Collected data
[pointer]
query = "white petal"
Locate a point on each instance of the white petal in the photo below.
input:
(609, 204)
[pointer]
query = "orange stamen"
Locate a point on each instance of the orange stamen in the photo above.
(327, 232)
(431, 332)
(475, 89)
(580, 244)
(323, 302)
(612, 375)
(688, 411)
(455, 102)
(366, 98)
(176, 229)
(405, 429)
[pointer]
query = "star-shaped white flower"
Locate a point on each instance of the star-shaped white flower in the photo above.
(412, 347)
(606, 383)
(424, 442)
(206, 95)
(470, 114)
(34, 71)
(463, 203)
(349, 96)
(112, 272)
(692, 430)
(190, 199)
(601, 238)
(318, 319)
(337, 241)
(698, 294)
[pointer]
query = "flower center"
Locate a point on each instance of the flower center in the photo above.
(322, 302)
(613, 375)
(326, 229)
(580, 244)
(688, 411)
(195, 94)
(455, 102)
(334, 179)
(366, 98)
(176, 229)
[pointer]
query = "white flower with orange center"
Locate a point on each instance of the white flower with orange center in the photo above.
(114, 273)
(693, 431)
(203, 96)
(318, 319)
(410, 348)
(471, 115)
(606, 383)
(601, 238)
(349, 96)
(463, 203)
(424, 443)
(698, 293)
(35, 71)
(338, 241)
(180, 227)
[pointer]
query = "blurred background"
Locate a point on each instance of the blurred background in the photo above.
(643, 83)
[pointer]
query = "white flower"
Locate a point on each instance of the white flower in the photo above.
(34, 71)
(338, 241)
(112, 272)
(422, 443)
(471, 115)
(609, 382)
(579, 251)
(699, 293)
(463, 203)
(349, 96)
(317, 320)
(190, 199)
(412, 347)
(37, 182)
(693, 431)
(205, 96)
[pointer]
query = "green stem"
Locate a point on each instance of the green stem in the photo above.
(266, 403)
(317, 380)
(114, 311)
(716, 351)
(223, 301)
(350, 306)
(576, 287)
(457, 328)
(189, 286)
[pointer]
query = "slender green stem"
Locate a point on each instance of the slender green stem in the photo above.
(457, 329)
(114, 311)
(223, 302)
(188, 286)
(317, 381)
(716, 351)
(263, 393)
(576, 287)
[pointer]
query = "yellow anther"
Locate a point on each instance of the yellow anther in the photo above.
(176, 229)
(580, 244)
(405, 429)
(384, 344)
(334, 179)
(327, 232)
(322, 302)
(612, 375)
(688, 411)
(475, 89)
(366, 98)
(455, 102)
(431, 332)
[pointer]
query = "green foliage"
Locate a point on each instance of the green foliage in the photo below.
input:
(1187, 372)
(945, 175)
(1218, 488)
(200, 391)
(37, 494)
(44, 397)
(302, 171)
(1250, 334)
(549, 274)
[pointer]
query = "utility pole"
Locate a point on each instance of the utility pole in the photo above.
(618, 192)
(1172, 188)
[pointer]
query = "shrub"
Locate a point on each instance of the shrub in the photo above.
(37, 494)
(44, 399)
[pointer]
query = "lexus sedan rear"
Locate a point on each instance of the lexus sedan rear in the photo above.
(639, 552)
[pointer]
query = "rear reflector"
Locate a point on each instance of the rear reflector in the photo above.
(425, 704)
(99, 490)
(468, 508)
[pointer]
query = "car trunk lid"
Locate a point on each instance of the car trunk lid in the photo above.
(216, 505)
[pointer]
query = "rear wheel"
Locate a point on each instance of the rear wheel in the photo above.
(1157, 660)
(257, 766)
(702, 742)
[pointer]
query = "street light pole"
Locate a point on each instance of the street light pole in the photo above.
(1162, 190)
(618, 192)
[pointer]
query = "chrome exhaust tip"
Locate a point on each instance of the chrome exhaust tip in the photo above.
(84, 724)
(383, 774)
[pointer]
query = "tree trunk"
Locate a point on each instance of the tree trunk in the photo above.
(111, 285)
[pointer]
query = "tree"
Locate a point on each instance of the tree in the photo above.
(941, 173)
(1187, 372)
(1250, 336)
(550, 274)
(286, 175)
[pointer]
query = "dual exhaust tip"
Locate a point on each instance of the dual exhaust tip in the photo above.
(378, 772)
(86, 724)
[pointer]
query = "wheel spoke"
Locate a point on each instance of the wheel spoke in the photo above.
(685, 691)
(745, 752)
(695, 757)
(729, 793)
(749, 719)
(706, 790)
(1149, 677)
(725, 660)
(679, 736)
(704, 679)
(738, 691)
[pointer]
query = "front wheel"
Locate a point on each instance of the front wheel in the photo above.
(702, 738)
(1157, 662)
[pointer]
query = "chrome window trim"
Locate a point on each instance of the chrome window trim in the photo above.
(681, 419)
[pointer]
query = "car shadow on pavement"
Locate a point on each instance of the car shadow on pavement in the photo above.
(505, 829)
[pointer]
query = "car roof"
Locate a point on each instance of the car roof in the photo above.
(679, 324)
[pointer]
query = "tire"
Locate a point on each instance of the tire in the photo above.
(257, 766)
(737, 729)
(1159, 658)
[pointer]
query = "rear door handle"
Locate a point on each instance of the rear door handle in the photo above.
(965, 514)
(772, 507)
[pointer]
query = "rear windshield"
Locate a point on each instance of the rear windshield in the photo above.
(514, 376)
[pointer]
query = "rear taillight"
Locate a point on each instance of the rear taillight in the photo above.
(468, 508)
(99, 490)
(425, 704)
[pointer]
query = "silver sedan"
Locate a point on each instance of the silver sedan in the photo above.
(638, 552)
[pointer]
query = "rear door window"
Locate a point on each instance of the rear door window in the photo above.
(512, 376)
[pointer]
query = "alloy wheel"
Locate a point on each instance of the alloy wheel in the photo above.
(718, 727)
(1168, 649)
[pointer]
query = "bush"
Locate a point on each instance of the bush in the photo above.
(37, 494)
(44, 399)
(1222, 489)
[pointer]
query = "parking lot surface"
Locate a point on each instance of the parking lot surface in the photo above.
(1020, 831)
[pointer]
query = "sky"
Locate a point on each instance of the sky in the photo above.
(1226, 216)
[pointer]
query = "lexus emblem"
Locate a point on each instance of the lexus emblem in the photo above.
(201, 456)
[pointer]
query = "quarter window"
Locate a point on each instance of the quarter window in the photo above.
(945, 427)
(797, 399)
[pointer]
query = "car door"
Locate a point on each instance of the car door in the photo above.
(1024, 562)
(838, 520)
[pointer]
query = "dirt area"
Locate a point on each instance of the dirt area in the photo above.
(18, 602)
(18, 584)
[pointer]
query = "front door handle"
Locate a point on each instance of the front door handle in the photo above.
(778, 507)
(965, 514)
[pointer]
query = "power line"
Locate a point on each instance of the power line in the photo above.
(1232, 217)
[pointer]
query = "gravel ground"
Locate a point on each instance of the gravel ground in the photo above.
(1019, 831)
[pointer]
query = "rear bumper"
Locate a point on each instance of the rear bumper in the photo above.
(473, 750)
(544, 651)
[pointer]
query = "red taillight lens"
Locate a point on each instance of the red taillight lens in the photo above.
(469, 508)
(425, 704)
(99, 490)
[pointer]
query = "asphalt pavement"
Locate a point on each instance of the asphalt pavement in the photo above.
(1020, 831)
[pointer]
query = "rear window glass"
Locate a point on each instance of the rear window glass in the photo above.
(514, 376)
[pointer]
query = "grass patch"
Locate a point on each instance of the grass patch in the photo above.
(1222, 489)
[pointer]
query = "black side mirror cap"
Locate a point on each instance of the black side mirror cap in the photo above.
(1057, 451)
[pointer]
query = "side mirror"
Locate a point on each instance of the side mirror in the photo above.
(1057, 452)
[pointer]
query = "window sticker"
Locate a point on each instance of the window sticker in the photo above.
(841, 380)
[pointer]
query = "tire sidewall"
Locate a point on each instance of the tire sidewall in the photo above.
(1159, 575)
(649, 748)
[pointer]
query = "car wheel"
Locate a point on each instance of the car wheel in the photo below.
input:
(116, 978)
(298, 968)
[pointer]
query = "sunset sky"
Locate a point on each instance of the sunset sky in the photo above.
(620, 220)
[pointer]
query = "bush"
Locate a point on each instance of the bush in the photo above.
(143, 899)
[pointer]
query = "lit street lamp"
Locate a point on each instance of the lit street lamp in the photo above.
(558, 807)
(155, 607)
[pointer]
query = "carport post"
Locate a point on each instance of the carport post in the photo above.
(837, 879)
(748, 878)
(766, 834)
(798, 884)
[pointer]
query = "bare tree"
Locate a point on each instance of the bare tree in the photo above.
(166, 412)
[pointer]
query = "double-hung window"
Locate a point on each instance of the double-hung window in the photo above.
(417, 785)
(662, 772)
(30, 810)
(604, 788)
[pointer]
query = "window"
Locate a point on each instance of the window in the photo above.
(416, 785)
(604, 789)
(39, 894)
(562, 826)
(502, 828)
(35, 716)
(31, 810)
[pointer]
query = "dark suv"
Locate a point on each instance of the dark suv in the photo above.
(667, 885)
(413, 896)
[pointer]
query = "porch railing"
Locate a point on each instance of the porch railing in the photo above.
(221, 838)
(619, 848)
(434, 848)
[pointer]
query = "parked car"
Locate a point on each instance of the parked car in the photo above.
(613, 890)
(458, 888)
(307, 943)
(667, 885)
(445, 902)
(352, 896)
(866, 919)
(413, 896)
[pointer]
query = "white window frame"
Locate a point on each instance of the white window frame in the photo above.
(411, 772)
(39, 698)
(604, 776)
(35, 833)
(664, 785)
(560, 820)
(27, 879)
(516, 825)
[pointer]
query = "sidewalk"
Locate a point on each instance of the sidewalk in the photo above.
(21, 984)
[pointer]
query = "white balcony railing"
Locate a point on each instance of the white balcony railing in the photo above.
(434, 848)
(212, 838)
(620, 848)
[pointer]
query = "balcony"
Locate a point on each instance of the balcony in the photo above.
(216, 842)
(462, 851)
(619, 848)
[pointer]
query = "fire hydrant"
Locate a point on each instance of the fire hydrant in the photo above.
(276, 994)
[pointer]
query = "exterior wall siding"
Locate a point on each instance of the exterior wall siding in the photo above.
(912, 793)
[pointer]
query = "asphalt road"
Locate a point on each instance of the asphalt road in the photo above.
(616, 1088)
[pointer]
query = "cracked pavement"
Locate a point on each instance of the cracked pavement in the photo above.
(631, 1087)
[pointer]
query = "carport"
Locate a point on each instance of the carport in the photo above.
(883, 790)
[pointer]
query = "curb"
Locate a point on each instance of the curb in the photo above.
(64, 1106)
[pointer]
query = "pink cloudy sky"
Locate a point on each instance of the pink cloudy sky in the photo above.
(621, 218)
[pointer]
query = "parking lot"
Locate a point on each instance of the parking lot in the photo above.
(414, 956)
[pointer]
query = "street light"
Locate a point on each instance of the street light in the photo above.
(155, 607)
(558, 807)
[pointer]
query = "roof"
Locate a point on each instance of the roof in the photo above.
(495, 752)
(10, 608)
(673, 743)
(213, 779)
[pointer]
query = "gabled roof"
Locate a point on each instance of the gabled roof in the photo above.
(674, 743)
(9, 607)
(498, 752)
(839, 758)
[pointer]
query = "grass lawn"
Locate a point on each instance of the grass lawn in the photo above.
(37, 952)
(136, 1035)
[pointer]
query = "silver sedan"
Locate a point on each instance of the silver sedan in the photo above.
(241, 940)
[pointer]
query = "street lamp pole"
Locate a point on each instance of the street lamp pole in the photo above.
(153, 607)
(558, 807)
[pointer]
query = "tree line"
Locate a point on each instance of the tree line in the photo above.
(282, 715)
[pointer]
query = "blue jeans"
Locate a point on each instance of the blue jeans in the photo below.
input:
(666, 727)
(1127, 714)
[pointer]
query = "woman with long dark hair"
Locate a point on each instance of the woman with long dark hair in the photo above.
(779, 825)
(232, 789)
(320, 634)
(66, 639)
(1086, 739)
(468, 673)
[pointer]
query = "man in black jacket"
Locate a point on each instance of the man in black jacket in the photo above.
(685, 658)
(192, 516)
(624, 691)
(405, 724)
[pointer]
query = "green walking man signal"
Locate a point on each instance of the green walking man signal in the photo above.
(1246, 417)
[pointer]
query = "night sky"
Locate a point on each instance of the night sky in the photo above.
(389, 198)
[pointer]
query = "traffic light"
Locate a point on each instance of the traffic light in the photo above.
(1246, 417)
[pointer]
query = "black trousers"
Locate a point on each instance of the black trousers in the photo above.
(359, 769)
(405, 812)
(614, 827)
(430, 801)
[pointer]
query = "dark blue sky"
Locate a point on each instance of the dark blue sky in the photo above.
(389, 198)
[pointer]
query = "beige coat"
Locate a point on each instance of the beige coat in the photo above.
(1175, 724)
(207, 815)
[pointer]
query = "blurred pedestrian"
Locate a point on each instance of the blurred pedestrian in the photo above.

● **Aim of the task**: The response must contain each line above that holds the string "petal".

● **Answer to the problem**:
query = "white petal"
Locate a point on each instance of the white petal in the photo below.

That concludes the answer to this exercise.